Exercises to complete:
1 - In the passage below about Lincoln's killer, where was the fugitive cornered?
2 - List each question that the passage below about Lincoln's killer poses about the historical record.

Reading passage:

§

History records that nearly a century and a half ago the sixteenth president of the United States was murdered by a treasonous actor (they had them back then, too) who was killed some days later in a Virginia barn.
But is history wrong? Did Abraham Lincoln’s killer escape justice? Did Union troops kill an innocent man in a tragic case of mistaken identity? Those questions are periodically raised by assassination buffs and conspiracy theorists alike. And now it may be possible to lay the question to rest once and for all.
Sometime after 2 a.m. on a cool, cloudy Wednesday, a group of detectives and blue-clad troopers cornered a murderous fugitive in a tobacco barn on the Garrett family farm near Port Royal, Va."Draw up your men before the door and I'll come out and fight the whole command," called a voice from the barn. "Well, my brave boys, prepare a stretcher for me!"

§

Information shown:
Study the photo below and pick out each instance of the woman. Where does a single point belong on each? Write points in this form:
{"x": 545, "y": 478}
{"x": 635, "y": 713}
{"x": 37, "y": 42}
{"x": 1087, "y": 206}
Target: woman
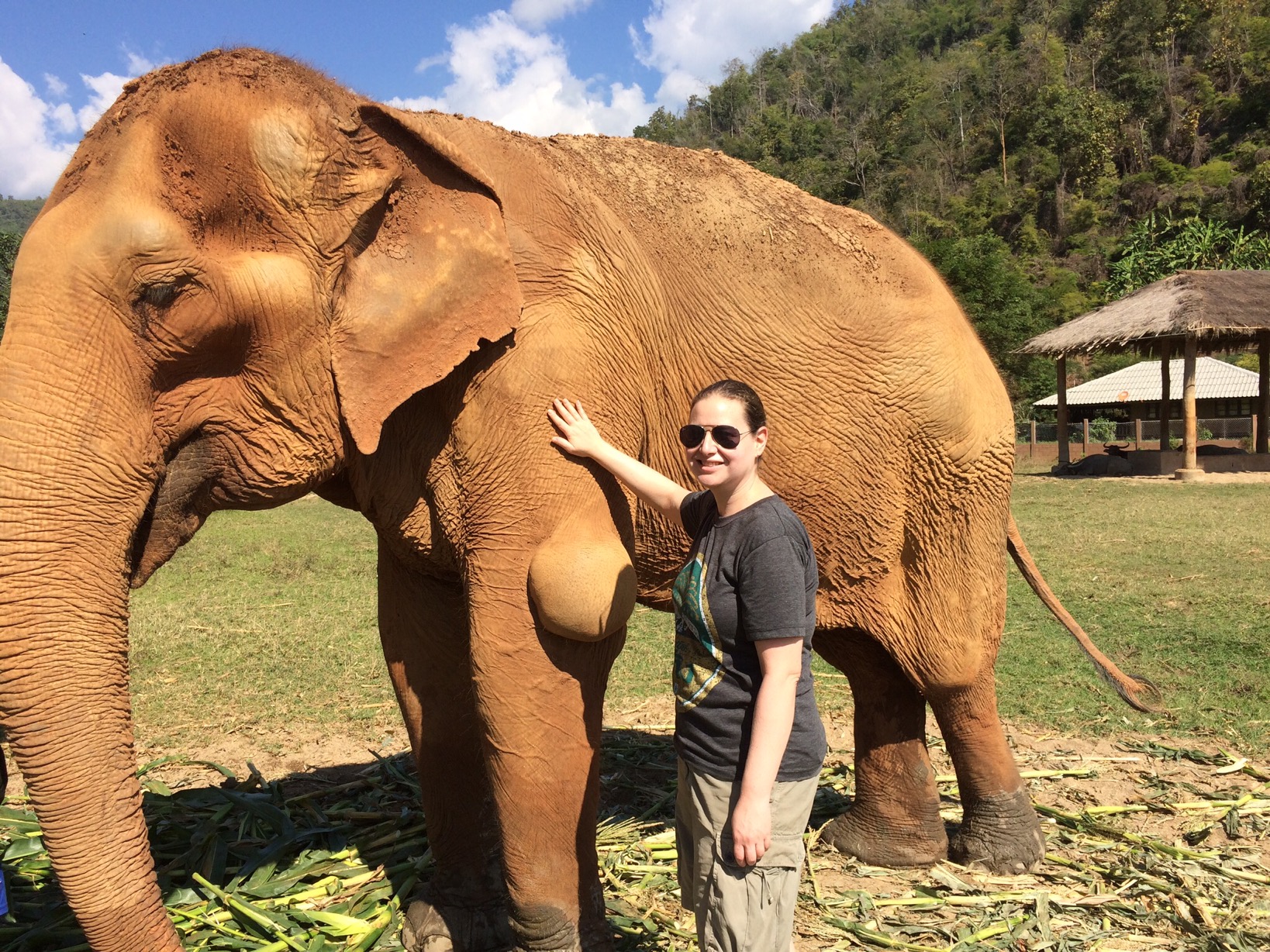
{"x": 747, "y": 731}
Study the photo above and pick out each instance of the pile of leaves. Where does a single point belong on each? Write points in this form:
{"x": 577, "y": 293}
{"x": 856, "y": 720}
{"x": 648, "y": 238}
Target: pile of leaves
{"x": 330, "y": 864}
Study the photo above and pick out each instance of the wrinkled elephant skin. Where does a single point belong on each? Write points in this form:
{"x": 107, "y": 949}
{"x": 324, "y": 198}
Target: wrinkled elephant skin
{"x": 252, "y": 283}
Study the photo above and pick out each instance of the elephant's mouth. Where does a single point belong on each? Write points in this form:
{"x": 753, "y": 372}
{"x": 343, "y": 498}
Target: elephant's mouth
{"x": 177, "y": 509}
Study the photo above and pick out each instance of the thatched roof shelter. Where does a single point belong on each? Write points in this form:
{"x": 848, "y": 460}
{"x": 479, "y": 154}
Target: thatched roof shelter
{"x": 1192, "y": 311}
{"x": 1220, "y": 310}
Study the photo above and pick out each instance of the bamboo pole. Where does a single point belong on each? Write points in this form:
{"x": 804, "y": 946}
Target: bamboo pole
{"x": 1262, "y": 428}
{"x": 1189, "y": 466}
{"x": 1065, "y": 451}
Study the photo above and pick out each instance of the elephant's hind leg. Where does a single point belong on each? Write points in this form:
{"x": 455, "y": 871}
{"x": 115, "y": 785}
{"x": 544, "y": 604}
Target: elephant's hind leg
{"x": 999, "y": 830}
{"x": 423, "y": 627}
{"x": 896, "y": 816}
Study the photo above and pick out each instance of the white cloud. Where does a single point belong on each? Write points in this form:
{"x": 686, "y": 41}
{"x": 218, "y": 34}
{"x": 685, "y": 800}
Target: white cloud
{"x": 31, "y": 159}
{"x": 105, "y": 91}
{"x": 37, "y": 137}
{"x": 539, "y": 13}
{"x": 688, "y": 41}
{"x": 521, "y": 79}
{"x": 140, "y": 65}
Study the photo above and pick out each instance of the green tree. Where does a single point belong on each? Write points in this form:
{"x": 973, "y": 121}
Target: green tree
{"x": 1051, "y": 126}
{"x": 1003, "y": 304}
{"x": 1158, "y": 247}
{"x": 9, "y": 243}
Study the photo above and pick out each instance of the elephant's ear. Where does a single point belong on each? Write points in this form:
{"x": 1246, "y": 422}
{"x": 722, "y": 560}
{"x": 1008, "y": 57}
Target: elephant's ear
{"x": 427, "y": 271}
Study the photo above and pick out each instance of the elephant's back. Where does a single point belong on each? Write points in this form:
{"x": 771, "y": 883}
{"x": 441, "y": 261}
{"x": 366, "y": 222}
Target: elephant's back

§

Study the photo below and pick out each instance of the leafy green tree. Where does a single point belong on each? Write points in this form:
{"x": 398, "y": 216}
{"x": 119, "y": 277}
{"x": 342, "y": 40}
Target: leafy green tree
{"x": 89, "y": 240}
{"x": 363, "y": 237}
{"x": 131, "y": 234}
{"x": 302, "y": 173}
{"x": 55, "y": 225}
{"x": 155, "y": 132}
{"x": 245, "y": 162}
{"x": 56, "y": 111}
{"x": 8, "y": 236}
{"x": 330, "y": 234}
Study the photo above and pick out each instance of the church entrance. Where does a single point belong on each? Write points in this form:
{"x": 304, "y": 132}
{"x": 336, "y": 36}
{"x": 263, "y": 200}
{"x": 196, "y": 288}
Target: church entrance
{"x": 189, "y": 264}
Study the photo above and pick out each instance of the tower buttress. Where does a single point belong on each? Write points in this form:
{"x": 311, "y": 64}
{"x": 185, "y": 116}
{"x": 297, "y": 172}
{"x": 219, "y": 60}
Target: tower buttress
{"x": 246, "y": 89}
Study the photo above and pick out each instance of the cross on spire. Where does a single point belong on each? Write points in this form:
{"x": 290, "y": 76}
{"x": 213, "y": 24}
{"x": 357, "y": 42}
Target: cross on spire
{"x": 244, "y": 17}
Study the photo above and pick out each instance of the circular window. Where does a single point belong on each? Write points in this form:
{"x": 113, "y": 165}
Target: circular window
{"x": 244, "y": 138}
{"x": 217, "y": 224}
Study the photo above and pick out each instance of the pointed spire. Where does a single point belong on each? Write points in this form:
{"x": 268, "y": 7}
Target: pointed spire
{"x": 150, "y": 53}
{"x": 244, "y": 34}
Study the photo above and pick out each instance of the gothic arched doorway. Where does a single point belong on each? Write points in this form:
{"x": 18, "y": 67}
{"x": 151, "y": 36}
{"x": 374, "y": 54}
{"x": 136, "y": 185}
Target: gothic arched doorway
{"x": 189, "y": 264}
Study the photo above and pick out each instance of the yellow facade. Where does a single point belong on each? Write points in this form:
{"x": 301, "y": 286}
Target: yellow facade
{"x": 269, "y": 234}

§

Answers:
1 - In a tobacco barn on the Garrett family farm near Port Royal, Va.

2 -
- But is history wrong?
- Did Abraham Lincoln's killer escape justice?
- Did Union troops kill an innocent man in a tragic case of mistaken identity?